### Source extract
━━━

I recall bits 'n' pieces (but no Dave Clark Five covers) of The Runaways' set, which included "Wild Thing" and the VU's "Rock And Roll," plus fave Waitin' For The Night tracks like "Wasted" and "School Days." They probably also did "Neon Angels On The Road To Ruin," and "You're Too Possessive," and "American Nights," but I couldn't testify to those facts in a court of law. Still, I was mesmerized, not just by love or lust or fanboy crush, but by the rockin' power of The Runaways' live set. Were they sloppy? Probably. I guess. I didn't care, nor did the rest of the delirious pop noise fans surrounding me on all sides. We were dancing to that fine, fine music--our lives were saved by rock 'n' roll.



Their set ended, and The Runaways left the stage. The crowd clapped and stomped for an encore, chanting Cherry Bomb! Cherry Bomb! Cherry Bomb! "Cherry Bomb," written by Joan Jett and Kim Fowley, had been The Runaways' debut single back in 1976, and it had been ex-frontchick Cherie Curie's signature tune. Cherry Bomb! Cherry Bomb! Even without Curie, the fans at The Brookside wanted to hear that song. Cherry Bomb! CHERRY BOMB!!

The Runaways returned. Piss. Vinegar. Maybe a cocktail or two. Cherry Bomb! Joan Jett was having none of it.

"The blonde chick's gone," she sneered. "Fuck the Cherry Bomb!" Never before or since has a crowd been so delighted to have its request declined. That's punk!, we agreed, amused. Joan then seemed to soften her tone, and said they were going do a different song, with some new words just for Syracuse. And The Runaways performed a unique rendition of "Queens Of Noise," the title tune from their second album:

We're the queens of noise
Come and get it, boys
Syracuse noise
Not just one of your toys....

We ate it up. The Queens of Noise ruled by divine right. And I was in love with each of them.

Nope--no shot with me either.

━━━

### Source excerpt
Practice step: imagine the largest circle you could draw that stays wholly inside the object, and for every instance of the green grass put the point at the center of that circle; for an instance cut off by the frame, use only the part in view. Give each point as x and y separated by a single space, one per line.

━━━

Carry on the account of The Runaways' show in Syracuse from its last line.

(Joan Jett would later re-claim "Cherry Bomb," the song she co-wrote. She included it on Joan Jett & the Blackhearts' 1984 album Glorious Results Of A Misspent Youth, and it remains a staple of her live show. When I interviewed Joan for Goldmine in 1994, I recounted the tale of her refusal to perform "Cherry Bomb" at The Brookside in '78. She didn't remember the events at all, but was mortified by the notion that she'd been so dismissive of a song that a crowd of concertgoers wanted to hear. But me? I think what she did, in the moment, made a far cooler concert memory than if she'd just grudgingly done the damned song instead. Fuck the cherry bomb, indeed.)



The Ramones were also touring in support of their third album. The incredible Rocket To Russia album had come out in late '77, and the "Rockaway Beach" single had somehow blitzkrieg-bopped its way to # 66 on Billboard's Hot 100, the all-time best showing of any Ramones release in America. The original quartet was still intact: singer Joey Ramone, guitarist Johnny Ramone, bassist Dee Dee Ramone, and drummer Tommy Ramone, brudders in arms, purveyors of irresistible bubblegum pop played faster, louder, and with more ferocity than the laws of physics would consider possible. They weren't just a band; they were a force of nature, a force beyond nature. 1-2-3-4! It wasn't a count-in. It was a manifesto.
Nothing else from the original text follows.